Tarea propuesta
Retoma el relato sobre el regreso a Bolonia que aparece más abajo y continúalo a partir de su última frase.

Gracias, papá, por tanto. Por el coche, sí. Pero también por todo lo que no cabe en una caja.
Gracias por los gestos pequeños que se hicieron eternos.
Gracias por seguir acompañándome, de alguna manera, cada vez que me asomo a aquel niño que aún habita en mí.



1.7.25

Sombras de infancia en la arena de Bolonia

En el vasto entramado de la existencia, entre miles de rostros y caminos cruzados, rara vez aparece alguien capaz de escuchar el susurro oculto de nuestro espíritu. No es una cuestión de palabras pronunciadas ni de gestos evidentes, sino de una sintonía silenciosa que traspasa la superficie y alcanza las profundidades más recónditas de nuestro ser. Encontrar a esa alma afín es un regalo tan escaso como precioso, un instante suspendido en el tiempo donde se disuelven las barreras y el entendimiento se torna absoluto.

Así, cuando Blanca me dijo que iríamos a El Puerto de Santa María, esperaba un puente del doce de octubre tranquilo, envuelto en la familiaridad de un destino cercano y algo conocido. Pero justo cuando nos acercábamos, con el murmullo del mar y el sol acariciando el horizonte, me susurró al oído que siguiéramos en dirección a Bolonia, en Cádiz, ese rincón vacacional de mi infancia, ese lugar al que se aferran tantos de mis recuerdos más puros y entrañables.

La sorpresa me alcanzó como la brisa fresca del mar, y pronto nos encontramos aparcando junto al Hostal Ríos, con la vista puesta en las dunas, esas montañas de arena dorada que se alzan imponentes, cambiantes, vivas bajo el viento.  Era el alojamiento donde mi familia y yo nos alojamos en los veranos de los años 80. Entonces, éramos muchos, siempre riendo, con sombrillas mal plegadas, padres jóvenes aún, hermanos corriendo por el pasillo con las chanclas arrastradas y la sal pegada a la piel.

Ahora volvíamos. Pero la familia de entonces ya no estaba. Volver al Hostal Ríos era también una forma de regresar a ellos, de abrir una puerta cerrada durante demasiado tiempo. Nada más llegar y dejar las cosas en el bungalow, comenzamos una caminata lenta, casi reverente, ascendiendo con cuidado sobre la arena que se desliza bajo nuestros pies, sintiendo el calor que aún guarda la tierra tras el día, y el perfume salado que nos envuelve. Desde la cima, la vista se abre hacia un océano inmenso, donde el cielo se funde con el agua en un azul profundo y sin fin. Era como volver a un pasado que nunca se fue, una conexión entre ayer y hoy, un puente entre la infancia y el presente.

Entradas
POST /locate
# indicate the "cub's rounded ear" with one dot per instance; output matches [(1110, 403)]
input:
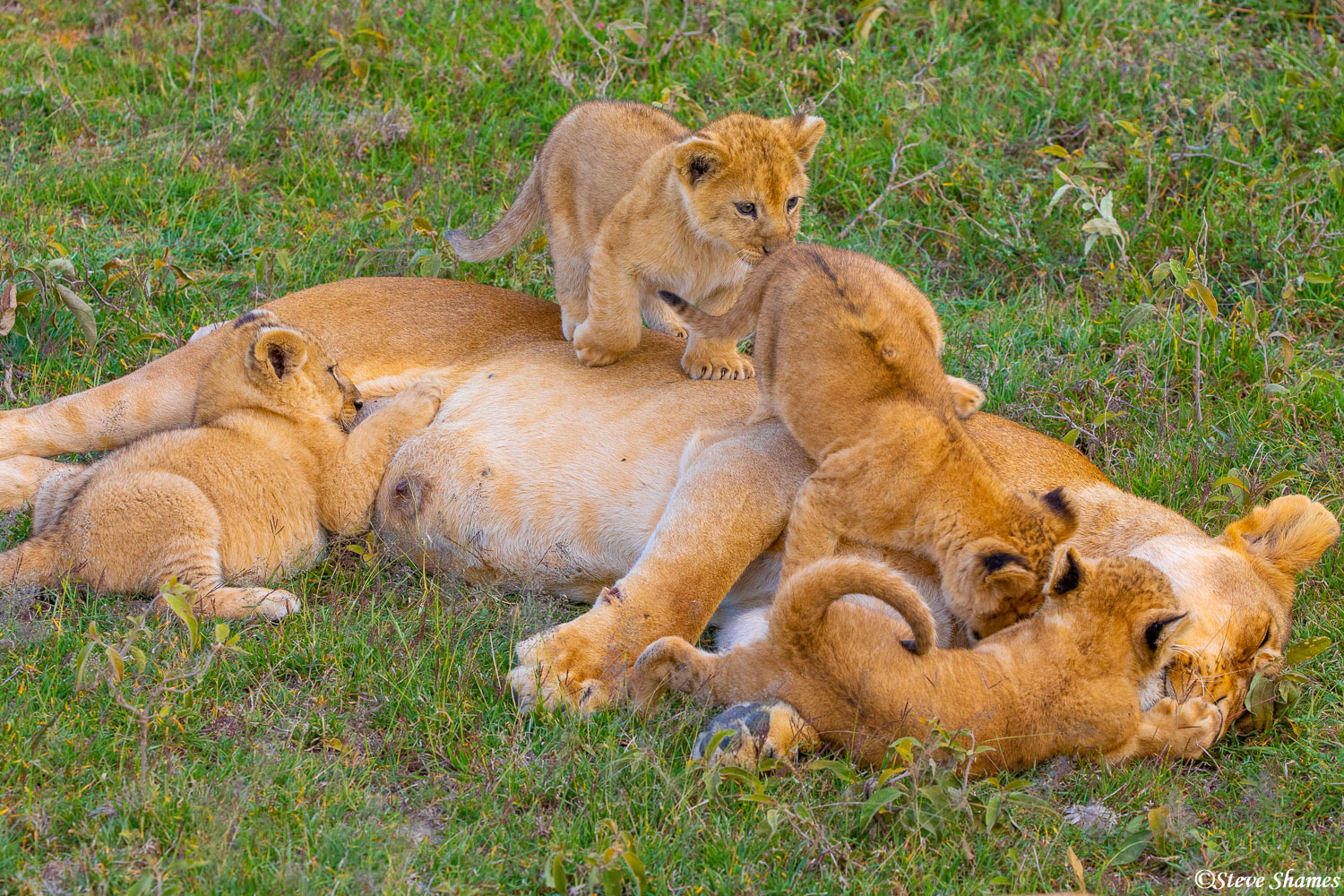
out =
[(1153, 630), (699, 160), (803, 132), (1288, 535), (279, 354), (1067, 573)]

---

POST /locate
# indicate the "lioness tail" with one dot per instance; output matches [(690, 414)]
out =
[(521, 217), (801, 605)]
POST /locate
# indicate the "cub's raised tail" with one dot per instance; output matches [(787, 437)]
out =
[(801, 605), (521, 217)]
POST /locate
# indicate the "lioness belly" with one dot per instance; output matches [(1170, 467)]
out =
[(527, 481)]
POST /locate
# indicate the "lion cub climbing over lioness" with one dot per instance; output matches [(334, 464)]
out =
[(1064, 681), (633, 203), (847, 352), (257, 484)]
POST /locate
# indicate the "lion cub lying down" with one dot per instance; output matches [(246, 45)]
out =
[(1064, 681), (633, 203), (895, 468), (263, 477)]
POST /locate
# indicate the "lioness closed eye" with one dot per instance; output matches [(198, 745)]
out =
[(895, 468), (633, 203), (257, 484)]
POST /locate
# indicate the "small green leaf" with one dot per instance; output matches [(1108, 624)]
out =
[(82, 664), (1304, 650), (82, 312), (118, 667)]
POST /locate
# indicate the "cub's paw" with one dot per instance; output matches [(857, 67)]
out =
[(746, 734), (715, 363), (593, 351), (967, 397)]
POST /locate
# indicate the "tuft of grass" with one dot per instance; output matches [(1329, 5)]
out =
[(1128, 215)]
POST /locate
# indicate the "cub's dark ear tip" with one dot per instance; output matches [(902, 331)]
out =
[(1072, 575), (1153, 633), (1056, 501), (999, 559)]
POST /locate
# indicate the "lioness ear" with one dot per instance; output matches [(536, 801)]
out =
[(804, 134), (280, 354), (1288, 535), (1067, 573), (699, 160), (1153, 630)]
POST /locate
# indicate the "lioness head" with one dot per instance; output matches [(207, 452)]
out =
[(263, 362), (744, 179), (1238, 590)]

Respuesta final
Durante ese paseo, recordé las tardes de verano de antaño, las risas que se perdían con el viento, y la libertad que sólo se siente cuando uno se sabe dueño del tiempo y del espacio. Blanca, a mi lado, parecía comprender sin palabras la emoción que me embargaba. La sencillez del momento nos bastaba. No hacía falta más para saber que algo raro y maravilloso estaba sucediendo: dos almas encontrando un lenguaje común más allá del ruido del mundo.

Más tarde, al atardecer, nos dirigimos hacia el "chorrito de la teja", un rincón casi secreto en aquellos años, donde la tierra y el agua dialogan en murmullos. Caminamos lentamente por senderos entre matorrales y rocas, mientras el sol se despedía pintando el cielo con tonos cálidos de naranja y rosa, iluminando las olas que rompían suavemente en la costa. Allí, sentados en silencio, contemplando ese paisaje efímero y eterno a la vez, comprendí que estos instantes son los que moldean la memoria y dan sentido a la vida. En la quietud compartida, en esa belleza simple y profunda, hallamos ese raro milagro del entendimiento mutuo, esa empatía que no exige explicaciones ni palabras.

Al caer la tarde, nos trasladamos a Tarifa, donde pasamos un par de noches envueltos en la brisa marina y el aroma a salitre. La ciudad, pequeña pero vibrante, con sus calles encaladas y su historia milenaria, nos ofreció un refugio para seguir explorando no sólo el paisaje, sino también esa conexión íntima que crecía entre nosotros. Paseamos por el puerto, observando los barcos mecerse con el ritmo pausado del mar, y nos perdimos por callejuelas donde el tiempo parecía detenerse.

Cada noche, bajo el manto estrellado de aquel cielo limpio, compartíamos conversaciones que rozaban el alma, momentos en que el ruido cotidiano quedaba lejos y sólo quedaba la esencia de lo que somos, despojada de máscaras y apariencias. Fue en Tarifa donde entendí, más que nunca, que encontrar a alguien con quien conectar en ese nivel es un don extraordinario, un refugio seguro en medio del caos del mundo.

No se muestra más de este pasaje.